Collected data
::::::::
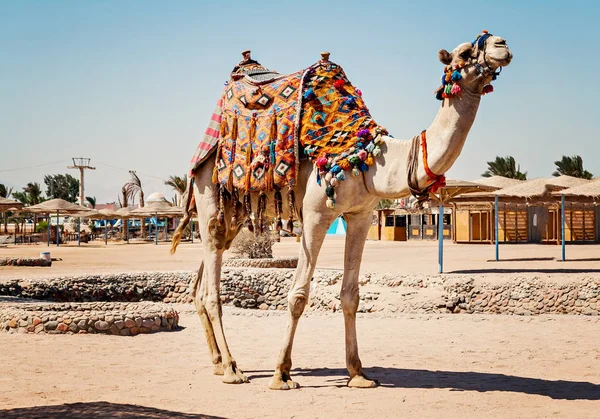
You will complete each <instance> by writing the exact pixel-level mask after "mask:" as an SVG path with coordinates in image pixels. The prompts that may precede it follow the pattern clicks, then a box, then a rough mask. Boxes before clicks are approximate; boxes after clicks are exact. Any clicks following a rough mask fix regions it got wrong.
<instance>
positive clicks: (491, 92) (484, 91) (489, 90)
mask: <svg viewBox="0 0 600 419" xmlns="http://www.w3.org/2000/svg"><path fill="white" fill-rule="evenodd" d="M493 91H494V86H492V85H491V84H486V85H485V86H483V91H482V94H484V95H487V94H488V93H492V92H493Z"/></svg>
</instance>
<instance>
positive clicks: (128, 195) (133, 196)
mask: <svg viewBox="0 0 600 419" xmlns="http://www.w3.org/2000/svg"><path fill="white" fill-rule="evenodd" d="M129 173H130V174H131V179H129V181H128V182H127V183H125V185H124V186H123V188H125V190H126V192H127V197H129V198H131V202H132V203H133V202H134V199H135V196H136V195H137V194H138V193H139V194H140V208H142V207H144V189H142V181H141V180H140V178H139V177H138V175H137V174H136V173H135V170H130V171H129ZM145 233H146V220H145V219H144V217H142V235H145Z"/></svg>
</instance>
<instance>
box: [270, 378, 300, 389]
::::::::
Every entry above needs to be duplicated exactly, without its images.

Solution:
You will complete each <instance> by writing the exact pixel-level mask after "mask:" as an SVG path with coordinates in image pixels. The prompts that may precede it follow the pattern clicks, then a box, then a rough mask. Boxes before clicks are approximate; boxes after clicks are exact. Any clicks following a rough mask fix regions it got wrong.
<instance>
positive clicks: (491, 92) (484, 91) (489, 90)
mask: <svg viewBox="0 0 600 419" xmlns="http://www.w3.org/2000/svg"><path fill="white" fill-rule="evenodd" d="M493 91H494V86H492V85H491V84H486V85H485V86H483V91H482V94H484V95H487V94H488V93H492V92H493Z"/></svg>
</instance>
<instance>
positive clicks: (128, 195) (133, 196)
mask: <svg viewBox="0 0 600 419" xmlns="http://www.w3.org/2000/svg"><path fill="white" fill-rule="evenodd" d="M129 173H130V174H131V179H129V181H128V182H127V183H125V185H124V186H123V188H125V190H126V192H127V197H129V198H131V202H132V203H133V202H134V199H135V196H136V195H137V194H138V193H139V194H140V208H142V207H144V189H142V181H141V180H140V178H139V177H138V175H137V174H136V173H135V170H130V171H129ZM145 233H146V220H145V219H144V217H142V235H145Z"/></svg>
</instance>
<instance>
box: [270, 378, 300, 389]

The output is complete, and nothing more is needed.